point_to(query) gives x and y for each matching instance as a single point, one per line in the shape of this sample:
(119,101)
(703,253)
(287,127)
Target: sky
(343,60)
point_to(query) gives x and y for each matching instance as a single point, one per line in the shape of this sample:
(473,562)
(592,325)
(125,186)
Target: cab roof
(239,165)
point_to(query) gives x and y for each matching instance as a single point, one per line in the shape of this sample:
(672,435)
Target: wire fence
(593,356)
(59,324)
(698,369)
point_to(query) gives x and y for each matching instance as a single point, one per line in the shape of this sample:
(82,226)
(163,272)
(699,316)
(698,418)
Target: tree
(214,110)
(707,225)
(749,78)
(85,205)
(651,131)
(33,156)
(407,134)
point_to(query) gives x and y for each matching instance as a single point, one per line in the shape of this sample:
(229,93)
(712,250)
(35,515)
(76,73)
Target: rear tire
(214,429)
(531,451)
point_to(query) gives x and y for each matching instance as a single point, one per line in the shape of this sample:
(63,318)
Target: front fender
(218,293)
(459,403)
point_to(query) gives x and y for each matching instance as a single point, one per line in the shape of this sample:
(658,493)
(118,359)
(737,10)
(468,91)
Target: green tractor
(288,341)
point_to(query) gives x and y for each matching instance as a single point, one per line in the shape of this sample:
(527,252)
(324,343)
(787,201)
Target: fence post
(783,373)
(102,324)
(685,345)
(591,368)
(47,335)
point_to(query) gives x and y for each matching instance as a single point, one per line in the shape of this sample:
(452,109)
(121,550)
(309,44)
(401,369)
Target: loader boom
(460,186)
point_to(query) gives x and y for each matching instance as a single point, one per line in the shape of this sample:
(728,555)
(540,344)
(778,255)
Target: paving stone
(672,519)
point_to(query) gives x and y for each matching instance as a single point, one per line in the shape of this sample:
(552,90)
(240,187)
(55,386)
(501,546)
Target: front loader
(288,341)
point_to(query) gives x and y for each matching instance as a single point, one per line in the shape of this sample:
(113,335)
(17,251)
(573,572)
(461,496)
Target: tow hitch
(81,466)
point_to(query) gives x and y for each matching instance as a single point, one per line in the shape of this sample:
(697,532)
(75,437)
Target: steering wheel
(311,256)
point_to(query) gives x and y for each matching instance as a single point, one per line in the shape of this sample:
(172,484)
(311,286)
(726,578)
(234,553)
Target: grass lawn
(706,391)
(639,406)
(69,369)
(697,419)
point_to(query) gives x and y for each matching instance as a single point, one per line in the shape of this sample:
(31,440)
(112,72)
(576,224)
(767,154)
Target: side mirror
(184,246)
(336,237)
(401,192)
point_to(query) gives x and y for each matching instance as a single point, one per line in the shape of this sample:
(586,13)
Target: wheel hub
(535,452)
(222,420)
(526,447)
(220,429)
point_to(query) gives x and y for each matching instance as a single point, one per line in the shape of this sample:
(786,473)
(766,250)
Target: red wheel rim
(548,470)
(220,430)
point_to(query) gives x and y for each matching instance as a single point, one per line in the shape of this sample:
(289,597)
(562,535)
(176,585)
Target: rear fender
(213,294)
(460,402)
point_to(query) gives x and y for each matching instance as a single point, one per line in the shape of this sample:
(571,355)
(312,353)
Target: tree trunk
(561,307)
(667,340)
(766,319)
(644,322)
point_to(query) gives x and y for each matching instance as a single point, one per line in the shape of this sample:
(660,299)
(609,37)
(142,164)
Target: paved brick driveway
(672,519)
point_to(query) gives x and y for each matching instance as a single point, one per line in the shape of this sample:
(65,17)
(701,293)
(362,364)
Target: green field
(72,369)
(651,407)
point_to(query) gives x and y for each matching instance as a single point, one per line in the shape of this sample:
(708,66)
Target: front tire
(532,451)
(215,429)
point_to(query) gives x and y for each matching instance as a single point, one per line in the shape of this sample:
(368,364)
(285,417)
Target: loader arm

## WHAT IS BEING ASKED
Reproduce all the records shown above, unchanged.

## EXPECTED ANSWER
point_to(query) gives x and y for each matching instance as a single point, one per line in the shape of this sample:
(119,101)
(703,253)
(287,127)
Target: sky
(343,60)
point_to(query) gives x and y for each matching instance as a single point, one per line in the shape of this sample:
(473,562)
(592,325)
(125,186)
Target: cab roof
(239,165)
point_to(query) gives x and y for each matching instance as a single point, one per line in the shape of this sample:
(672,435)
Target: wire fence
(593,356)
(59,324)
(698,369)
point_to(query) gives x and y for each matching instance as a single point, one per line in the shape of this sample:
(82,226)
(163,272)
(699,316)
(698,418)
Target: tree
(214,110)
(707,225)
(749,78)
(85,205)
(651,131)
(33,156)
(407,134)
point_to(query) gives x and y for each matching instance as a single point, one per line in the shape of this sample:
(229,93)
(712,250)
(35,515)
(76,73)
Target: rear tire
(214,429)
(531,451)
point_to(query) gives x and y for each matching instance as a single point, one per line in the shape of this sample:
(63,318)
Target: front fender
(218,293)
(459,403)
point_to(query) gives x and y for each matching instance as a single point, one per line in the shape of this sample:
(658,493)
(118,359)
(737,10)
(468,91)
Target: green tractor
(288,341)
point_to(query) gives x and y for each matching instance as a single point, one per line in the shape of this sample:
(527,252)
(324,343)
(787,201)
Target: fence post
(783,373)
(102,324)
(685,345)
(591,368)
(47,335)
point_to(query) gives x and y for each matching instance as a single point, one per line in the shape of this sample:
(452,109)
(121,550)
(309,44)
(401,369)
Target: loader boom
(460,186)
point_to(query) gives x and y for each matching instance as a single point, one per line in the shape of this sample:
(728,555)
(540,344)
(778,255)
Target: paving stone
(672,519)
point_to(query) gives x and y for each matching instance as a single point, one per line in the shape of this sample:
(552,90)
(240,187)
(55,386)
(501,546)
Target: front loader
(288,341)
point_to(query) gives x and y for each matching instance as a single point, one per line in the shape of this sample:
(113,335)
(17,251)
(573,572)
(461,496)
Target: tow hitch
(81,466)
point_to(query) gives x and y for each matching instance as a single point, one per line in the shape of this sample:
(697,532)
(75,437)
Target: steering wheel
(311,256)
point_to(query) gives x and y for each matching instance as a single point, one per line in the shape of this sample:
(172,484)
(311,286)
(726,578)
(234,553)
Target: grass lawn
(706,391)
(639,406)
(69,369)
(697,419)
point_to(query) gives x and y for each matching instance as a single point, one per line in the shape of this sample:
(31,440)
(112,72)
(576,224)
(767,154)
Target: side mirror
(184,246)
(336,237)
(401,192)
point_to(query) gives x and y for each matching instance as a single point, one per line in the shape of this sample:
(586,13)
Target: wheel hub
(535,452)
(222,420)
(526,447)
(220,429)
point_to(query) gives x and y for each matching instance as a single point, one per line in the shape of this sample:
(786,473)
(766,250)
Target: red wheel rim
(548,470)
(220,430)
point_to(query) gives x and y for each matching instance as a single point, one per line in the shape of this sample:
(289,597)
(562,535)
(176,585)
Target: rear fender
(213,294)
(460,402)
point_to(query) gives x and y for each matching instance as a single point, one per line in the shape of this sample:
(571,355)
(312,353)
Target: tree trunk
(561,307)
(667,340)
(766,319)
(644,322)
point_to(query) gives x and y for each matching instance as a single point, one per line in the shape of this sample:
(660,299)
(609,37)
(142,164)
Target: paved brick driveway
(672,519)
point_to(query) gives x and y for each matching instance as a single point, one per line in the shape of this sample:
(65,17)
(701,293)
(362,364)
Target: green field
(72,369)
(651,407)
point_to(query) gives x and y for each matching instance as a single point, one per line in the shape of this sample:
(708,66)
Target: front tire
(532,451)
(215,429)
point_to(query) gives x and y for each matching instance as a single point, one per line in the shape of this sample:
(368,364)
(285,417)
Target: loader arm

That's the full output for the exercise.